▶ **TEXT BLOCK**
>>>

License the Data

Words, links, meaning. License what you need.

400K
Words
400K
Definitions
~40M
Connections

Ship word data that works offline, loads fast, and fits in your app bundle. We built Linguabase for our own games—In Other Words (launched 2025) and OtherWordly (coming soon)—so every layer is optimized for mobile deployment: clean formats, no server round-trips required, and sizes you can actually ship. (Need pre-generated puzzles instead of raw data? See Puzzle Licensing.)

Layer What It Contains Scale Size
1 Vocabulary Validated words with difficulty scores—from everyday vocabulary to crossword-worthy rarities. Filter by obscurity, include or exclude proper nouns. 400K–1.5M words 4 MB
2 Definitions Readable 2–3 sentence paragraphs in flowing sentences covering all meanings naturally. Coverage for nearly all vocabulary 97 MB
3 Content Filters Hard block (offensive) + soft block (suggestive) word lists for content control. ~6K terms 56 KB
4 Word Associations ~40 related words per entry, weighted by connection strength. Includes sense-level pools organized by meaning. ~40M connections, scales with vocabulary 64–240 MB
5 Word Families Morphological + etymological groupings (elephant → elephants, elephantine). Coverage for nearly all vocabulary 22 MB
6 Usage Examples Illustrative quotations—common words from literature, uncommon words from Wikipedia and open-access sources. 1.46M quotes 260 MB

Sizes shown are what we ship in-bundle for our own apps—compressed and with DRM applied. Many tables use 3-byte word IDs instead of strings, which keeps file sizes small while preserving fast lookups.

Ready to Integrate

Embed as files, query via API, or get custom exports. For game studios that want turnkey content, we also offer ready-made puzzle data built on these layers.

Vocabulary Size: Your Choice

There’s no precise count for “words in English”—variations, compounds, and proper nouns blur every boundary. And ranking words by “importance” is surprisingly hard: pure frequency metrics rank “the” highest while missing that “red panda” is widely understood.

<<<

Labeled-object pointing entries

>>>

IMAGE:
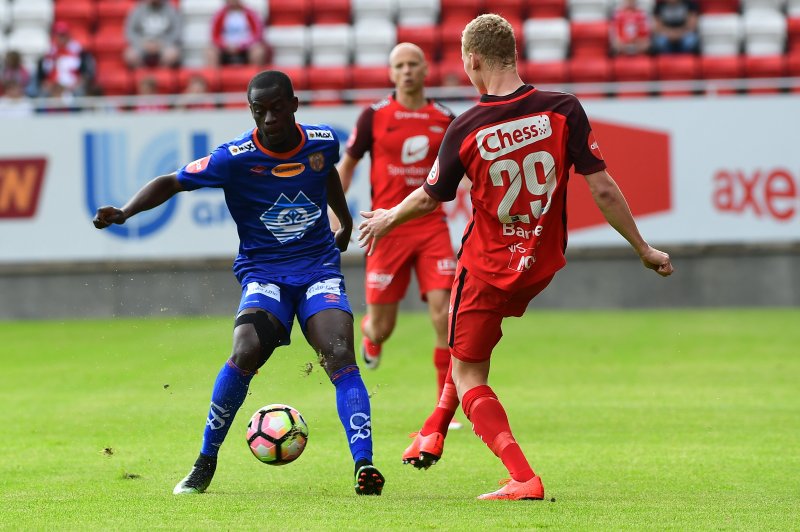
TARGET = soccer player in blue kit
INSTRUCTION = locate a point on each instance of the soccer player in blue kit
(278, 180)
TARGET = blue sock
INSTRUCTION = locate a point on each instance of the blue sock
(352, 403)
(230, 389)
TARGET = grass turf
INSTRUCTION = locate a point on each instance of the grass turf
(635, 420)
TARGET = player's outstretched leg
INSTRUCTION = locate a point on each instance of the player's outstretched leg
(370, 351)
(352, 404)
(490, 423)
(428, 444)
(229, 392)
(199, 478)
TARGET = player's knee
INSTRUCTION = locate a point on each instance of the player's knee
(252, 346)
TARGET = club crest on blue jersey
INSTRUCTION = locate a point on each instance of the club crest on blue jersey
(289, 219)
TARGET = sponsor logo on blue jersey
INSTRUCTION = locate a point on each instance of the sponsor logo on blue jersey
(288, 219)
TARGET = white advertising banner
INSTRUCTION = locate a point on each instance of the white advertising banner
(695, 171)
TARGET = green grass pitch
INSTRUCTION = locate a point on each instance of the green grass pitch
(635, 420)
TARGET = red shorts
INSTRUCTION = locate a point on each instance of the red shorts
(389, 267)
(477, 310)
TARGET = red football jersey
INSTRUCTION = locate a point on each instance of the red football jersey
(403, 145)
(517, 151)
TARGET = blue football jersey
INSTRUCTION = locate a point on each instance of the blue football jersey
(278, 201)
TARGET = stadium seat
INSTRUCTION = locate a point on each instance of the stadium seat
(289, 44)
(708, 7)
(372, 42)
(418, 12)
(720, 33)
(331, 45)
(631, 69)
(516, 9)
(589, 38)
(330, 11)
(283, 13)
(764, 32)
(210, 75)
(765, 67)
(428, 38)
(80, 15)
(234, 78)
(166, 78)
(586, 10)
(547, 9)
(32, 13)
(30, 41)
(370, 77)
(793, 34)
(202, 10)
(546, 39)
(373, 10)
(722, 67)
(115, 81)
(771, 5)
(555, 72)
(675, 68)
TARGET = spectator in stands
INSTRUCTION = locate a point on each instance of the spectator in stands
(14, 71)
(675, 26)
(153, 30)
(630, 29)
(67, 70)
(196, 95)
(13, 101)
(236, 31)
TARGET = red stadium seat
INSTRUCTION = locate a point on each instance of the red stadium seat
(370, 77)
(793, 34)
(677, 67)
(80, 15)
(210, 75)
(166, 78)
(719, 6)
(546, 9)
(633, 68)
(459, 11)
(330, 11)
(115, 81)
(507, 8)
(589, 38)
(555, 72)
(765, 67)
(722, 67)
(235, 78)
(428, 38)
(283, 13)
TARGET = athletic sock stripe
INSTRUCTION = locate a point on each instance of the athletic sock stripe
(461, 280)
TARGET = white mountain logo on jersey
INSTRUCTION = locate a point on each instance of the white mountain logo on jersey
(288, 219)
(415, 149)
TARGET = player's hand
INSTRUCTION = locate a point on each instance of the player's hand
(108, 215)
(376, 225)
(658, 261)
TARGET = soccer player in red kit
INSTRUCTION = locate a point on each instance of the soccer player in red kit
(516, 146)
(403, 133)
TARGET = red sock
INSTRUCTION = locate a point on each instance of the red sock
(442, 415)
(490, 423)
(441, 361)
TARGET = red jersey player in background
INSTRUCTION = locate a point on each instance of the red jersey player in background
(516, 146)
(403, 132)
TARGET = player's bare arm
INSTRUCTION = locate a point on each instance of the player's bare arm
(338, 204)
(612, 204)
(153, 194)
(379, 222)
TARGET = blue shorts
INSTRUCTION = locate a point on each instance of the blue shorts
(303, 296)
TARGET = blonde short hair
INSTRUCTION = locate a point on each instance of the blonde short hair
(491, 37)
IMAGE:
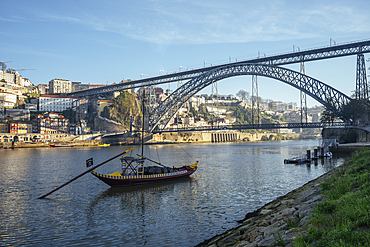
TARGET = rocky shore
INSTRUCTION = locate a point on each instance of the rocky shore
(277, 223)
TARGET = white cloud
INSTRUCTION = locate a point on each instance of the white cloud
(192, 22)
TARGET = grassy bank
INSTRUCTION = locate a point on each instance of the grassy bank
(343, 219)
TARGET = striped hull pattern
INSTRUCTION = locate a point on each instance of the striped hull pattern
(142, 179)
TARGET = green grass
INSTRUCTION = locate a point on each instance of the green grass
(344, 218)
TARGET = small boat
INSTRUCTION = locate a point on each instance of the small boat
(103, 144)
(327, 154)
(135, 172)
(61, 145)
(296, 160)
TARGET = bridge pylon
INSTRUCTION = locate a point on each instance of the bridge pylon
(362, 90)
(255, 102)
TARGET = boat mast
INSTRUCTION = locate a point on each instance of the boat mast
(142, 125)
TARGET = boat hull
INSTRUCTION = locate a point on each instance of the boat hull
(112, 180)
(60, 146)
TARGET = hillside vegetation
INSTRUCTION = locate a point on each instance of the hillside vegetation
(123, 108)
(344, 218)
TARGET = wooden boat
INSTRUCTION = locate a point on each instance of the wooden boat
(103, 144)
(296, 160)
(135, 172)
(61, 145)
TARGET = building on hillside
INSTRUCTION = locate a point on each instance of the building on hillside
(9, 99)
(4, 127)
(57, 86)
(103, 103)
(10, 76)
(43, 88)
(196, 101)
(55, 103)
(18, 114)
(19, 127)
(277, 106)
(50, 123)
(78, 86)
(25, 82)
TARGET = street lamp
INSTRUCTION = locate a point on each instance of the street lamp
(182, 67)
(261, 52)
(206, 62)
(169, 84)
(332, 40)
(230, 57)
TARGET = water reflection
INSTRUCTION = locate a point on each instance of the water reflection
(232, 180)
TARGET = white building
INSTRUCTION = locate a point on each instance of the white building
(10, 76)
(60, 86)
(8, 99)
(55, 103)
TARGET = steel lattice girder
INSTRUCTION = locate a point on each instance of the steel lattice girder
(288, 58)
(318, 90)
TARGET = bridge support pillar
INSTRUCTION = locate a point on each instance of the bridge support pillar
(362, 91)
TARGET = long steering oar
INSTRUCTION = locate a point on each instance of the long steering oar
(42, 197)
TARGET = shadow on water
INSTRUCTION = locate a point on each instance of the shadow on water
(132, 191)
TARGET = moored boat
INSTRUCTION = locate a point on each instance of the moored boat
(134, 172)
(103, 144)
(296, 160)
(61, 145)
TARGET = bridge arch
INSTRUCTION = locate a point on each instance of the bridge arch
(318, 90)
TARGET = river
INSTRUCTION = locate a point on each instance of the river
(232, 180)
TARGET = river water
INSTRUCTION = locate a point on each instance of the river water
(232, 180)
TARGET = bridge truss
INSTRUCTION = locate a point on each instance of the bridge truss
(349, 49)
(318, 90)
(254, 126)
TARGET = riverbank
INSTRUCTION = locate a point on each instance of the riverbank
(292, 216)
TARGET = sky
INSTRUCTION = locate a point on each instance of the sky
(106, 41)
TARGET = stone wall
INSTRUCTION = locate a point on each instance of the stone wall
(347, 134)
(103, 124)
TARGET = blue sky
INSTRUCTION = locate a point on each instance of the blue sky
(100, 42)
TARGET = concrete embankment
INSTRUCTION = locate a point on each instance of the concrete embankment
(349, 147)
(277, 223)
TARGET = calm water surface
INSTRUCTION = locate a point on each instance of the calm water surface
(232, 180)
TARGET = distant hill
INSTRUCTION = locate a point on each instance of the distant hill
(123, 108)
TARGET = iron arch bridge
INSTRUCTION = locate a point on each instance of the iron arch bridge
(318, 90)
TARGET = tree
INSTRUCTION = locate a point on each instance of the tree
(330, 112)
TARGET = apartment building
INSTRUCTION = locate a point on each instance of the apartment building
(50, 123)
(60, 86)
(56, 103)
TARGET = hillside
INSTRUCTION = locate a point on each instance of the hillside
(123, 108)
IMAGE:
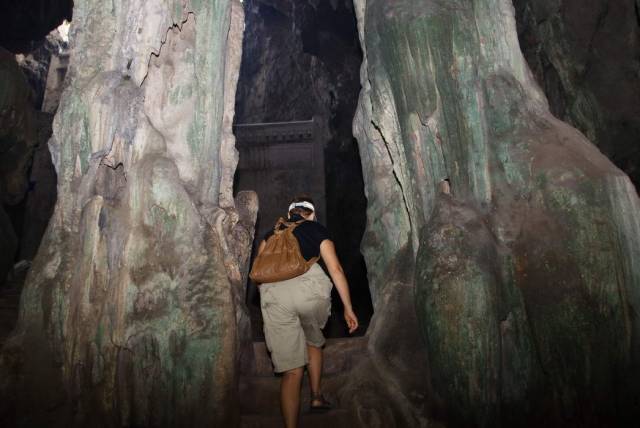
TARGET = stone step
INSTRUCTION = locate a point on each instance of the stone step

<<<
>>>

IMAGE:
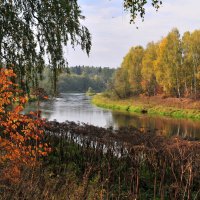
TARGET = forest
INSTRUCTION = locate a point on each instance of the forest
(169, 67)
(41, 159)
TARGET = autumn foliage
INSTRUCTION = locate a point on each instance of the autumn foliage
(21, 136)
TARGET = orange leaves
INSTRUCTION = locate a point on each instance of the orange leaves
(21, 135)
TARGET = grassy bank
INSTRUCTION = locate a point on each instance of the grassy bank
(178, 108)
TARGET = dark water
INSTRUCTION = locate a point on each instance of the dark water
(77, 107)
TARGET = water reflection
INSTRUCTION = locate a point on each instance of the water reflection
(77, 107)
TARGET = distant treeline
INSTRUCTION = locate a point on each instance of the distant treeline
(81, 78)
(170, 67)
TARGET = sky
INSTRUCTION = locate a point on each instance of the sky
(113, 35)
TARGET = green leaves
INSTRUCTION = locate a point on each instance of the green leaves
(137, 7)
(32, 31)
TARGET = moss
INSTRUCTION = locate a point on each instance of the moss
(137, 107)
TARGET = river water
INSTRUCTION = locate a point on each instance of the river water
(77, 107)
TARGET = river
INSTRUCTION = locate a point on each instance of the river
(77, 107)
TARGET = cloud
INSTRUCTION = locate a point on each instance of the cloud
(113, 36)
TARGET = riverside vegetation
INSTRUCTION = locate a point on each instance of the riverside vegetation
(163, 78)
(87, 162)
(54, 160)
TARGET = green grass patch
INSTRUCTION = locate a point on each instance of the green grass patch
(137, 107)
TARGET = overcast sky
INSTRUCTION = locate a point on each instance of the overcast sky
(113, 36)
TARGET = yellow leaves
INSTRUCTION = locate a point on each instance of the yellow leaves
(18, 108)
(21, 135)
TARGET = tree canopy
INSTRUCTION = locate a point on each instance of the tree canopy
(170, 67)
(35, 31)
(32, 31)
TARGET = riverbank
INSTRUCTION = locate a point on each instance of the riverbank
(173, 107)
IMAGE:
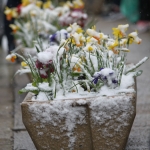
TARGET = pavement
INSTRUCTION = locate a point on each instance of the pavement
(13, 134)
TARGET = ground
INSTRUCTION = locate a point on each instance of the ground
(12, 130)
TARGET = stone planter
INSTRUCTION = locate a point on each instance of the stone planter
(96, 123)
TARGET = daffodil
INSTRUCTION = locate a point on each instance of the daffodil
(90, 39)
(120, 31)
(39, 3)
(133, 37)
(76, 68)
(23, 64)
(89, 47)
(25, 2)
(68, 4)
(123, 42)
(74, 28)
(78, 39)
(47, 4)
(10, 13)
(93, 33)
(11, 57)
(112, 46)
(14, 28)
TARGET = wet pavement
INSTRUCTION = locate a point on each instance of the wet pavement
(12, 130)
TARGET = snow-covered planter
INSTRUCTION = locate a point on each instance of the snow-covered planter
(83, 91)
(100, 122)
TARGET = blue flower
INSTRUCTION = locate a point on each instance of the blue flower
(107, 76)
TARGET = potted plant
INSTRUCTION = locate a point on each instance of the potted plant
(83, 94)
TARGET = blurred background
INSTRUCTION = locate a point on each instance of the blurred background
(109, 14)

<<<

▶ **REQUIREMENTS**
A: Which lines of the listing contain the string "girder"? Show each of them in full, treating uppercase and lowercase as different.
B: Resume the word-data licensing page, writing on from its final sentence.
The listing has no connection to the word-data licensing page.

▶ **ANSWERS FOR THIS EXERCISE**
A:
TARGET = steel lattice girder
INSTRUCTION = locate a point on each instance of the steel lattice girder

B:
The Linguabase word ranking is an effective proxy for what words are known to a broad user base, including English language learners. The highest ranks align with vocabulary standards like the Oxford 3000 and CEFR levels—but enhanced with common derivatives (both “actor” and “actors”). From there it extends through specialized jargon down to noise.

Our recommendation: 400K words. This covers every plausible word a user would want to interact with or see in a game. But we deliver à la carte:

Vocabulary Use Case Sample Words at Threshold
~100K Abridged dictionary scope conspecific, impeccability, shalwar
~400K (recommended) Full production coverage carboxylesterase, soft butch, naval strategies
~600K Inclusive with more noise divinas, benefactor’s, rock n’ roll
1.5M Research/completeness selenocysteines, straticulate, clobenpropit

The ranking includes commonly known proper nouns (Paris, Einstein, Toyota). If your application requires a no-proper-noun rule—like classic Scrabble—we can filter accordingly.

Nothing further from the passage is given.